*EXERCISE DESCRIPTION*
Rewrite the records from the line with "Can you find the boy's hand?" to the line with "[[140, 291]]", both included and requests kept as they are. Multiply each coordinate in their answers by 2.5 and round to whole numbers, halves up.
::: DATA FOR THIS TASK
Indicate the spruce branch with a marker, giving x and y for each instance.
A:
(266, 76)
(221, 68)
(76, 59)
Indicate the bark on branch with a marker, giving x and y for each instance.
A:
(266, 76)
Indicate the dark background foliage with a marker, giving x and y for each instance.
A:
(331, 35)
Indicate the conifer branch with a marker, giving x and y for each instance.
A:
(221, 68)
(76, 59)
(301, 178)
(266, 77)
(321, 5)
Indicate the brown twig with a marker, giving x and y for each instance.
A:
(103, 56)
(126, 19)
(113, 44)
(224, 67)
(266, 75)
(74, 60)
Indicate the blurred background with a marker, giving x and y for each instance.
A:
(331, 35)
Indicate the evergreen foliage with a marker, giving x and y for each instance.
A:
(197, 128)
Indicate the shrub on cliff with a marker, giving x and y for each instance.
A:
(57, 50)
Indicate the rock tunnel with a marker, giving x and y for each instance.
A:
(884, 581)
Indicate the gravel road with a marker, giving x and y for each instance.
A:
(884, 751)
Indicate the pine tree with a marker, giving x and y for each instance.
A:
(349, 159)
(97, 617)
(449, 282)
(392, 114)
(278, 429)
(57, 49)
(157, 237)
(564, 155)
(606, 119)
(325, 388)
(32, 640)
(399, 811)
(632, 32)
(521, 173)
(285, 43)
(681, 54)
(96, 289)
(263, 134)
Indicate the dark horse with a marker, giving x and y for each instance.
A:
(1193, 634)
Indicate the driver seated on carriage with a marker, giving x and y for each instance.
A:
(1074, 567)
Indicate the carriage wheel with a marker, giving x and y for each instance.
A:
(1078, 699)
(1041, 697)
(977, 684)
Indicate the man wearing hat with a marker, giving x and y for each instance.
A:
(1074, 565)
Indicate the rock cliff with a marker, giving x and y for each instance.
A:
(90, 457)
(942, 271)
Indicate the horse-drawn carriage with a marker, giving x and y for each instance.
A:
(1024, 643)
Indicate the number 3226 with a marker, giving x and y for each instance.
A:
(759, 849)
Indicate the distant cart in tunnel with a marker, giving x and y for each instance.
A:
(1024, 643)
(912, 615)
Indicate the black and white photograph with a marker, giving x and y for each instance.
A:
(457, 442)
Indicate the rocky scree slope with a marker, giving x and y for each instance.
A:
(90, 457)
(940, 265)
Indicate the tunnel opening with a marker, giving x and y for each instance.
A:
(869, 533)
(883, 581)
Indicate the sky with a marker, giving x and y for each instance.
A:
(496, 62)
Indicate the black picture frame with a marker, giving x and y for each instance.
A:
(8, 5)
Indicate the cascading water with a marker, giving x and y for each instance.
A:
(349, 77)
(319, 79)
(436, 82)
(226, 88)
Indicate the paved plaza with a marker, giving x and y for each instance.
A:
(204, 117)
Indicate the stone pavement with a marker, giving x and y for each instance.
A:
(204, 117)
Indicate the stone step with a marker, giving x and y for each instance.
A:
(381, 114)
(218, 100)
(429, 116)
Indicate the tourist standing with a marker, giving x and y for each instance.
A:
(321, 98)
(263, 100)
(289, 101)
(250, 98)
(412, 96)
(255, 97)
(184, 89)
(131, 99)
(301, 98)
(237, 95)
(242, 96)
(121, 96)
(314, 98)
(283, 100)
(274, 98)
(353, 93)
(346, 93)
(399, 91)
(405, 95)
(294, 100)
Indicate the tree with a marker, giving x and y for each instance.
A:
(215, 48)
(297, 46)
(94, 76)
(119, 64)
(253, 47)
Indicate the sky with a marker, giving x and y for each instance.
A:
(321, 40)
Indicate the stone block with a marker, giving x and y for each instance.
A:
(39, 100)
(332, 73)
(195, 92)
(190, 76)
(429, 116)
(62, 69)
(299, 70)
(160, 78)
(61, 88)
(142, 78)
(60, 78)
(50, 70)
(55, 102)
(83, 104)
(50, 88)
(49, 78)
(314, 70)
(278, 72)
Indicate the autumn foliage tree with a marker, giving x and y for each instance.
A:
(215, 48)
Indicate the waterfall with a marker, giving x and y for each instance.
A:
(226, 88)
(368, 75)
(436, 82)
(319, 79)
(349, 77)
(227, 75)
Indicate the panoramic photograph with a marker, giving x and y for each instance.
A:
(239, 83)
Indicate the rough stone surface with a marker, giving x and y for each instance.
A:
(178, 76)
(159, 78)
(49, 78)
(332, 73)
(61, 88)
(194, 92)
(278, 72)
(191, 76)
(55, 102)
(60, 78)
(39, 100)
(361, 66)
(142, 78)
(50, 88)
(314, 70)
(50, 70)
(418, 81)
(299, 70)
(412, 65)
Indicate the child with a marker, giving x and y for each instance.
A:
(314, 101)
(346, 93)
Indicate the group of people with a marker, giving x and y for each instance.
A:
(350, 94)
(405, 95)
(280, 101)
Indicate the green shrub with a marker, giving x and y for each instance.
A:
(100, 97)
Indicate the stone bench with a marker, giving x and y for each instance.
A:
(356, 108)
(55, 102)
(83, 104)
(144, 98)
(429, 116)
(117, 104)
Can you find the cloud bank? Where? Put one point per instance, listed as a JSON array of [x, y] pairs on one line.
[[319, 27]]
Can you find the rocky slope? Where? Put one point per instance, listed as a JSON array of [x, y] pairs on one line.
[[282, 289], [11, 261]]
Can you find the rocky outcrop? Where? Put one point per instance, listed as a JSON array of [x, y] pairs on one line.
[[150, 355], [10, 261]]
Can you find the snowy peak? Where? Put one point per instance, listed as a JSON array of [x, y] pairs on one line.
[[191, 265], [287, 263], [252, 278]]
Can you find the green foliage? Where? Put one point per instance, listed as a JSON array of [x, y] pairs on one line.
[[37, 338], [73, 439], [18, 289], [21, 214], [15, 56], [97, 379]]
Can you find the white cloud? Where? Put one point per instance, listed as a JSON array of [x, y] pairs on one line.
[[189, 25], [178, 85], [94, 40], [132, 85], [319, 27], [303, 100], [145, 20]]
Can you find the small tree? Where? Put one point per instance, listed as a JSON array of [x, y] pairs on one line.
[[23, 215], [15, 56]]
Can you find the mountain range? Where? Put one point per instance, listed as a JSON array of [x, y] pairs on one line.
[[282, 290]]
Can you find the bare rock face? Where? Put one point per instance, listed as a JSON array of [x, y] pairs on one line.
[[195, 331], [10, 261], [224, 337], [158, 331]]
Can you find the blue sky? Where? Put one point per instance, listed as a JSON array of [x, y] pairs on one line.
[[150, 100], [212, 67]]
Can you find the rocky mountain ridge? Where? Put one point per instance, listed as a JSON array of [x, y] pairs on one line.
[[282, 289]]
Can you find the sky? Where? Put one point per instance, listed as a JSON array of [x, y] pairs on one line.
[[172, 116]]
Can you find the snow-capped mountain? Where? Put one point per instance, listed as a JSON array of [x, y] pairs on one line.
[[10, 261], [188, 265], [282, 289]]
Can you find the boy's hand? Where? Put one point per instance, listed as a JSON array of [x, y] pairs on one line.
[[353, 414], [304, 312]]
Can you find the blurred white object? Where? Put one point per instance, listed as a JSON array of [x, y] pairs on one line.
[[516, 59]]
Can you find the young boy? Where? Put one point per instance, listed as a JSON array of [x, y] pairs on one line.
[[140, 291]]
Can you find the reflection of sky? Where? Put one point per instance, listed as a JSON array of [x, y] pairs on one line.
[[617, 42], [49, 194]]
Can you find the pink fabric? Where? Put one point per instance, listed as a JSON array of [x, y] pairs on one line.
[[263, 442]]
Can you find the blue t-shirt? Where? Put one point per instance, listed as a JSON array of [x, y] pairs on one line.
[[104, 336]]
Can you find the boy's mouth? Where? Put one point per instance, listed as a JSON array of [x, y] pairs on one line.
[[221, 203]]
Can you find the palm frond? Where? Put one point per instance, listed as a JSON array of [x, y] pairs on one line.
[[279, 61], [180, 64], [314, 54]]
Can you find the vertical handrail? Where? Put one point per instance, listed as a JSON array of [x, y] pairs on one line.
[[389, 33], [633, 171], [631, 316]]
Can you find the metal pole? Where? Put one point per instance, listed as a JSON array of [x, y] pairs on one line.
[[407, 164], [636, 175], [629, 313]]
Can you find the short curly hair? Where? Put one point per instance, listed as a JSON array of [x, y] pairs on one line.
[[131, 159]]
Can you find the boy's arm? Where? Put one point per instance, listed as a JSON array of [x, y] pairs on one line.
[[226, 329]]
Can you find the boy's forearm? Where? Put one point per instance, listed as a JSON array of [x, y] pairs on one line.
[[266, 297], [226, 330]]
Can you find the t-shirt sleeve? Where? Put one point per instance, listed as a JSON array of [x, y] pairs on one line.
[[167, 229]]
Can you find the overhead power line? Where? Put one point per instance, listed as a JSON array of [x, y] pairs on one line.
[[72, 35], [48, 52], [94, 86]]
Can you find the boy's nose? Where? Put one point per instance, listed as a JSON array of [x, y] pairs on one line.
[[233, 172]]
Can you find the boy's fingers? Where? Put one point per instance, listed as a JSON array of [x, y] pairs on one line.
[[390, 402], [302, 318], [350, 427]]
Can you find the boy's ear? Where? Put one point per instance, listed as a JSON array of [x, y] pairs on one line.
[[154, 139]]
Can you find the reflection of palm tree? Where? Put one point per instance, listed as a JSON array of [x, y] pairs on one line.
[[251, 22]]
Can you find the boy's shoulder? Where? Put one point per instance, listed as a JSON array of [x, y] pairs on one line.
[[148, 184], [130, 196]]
::::::
*REPLY TO THE TASK*
Can you find the boy's hand? Where? Put one point per instance, listed as a JSON array of [x, y] pairs on one line.
[[883, 1035], [760, 780]]
Can you find the blurred white object? Where? Put one point per instance, listed as a JSON array of [x, y] pairs on one line.
[[1290, 148]]
Can you find the young boy? Where? Put one point per instance, listed as a JSON array of [x, y] pairs on one line.
[[350, 728]]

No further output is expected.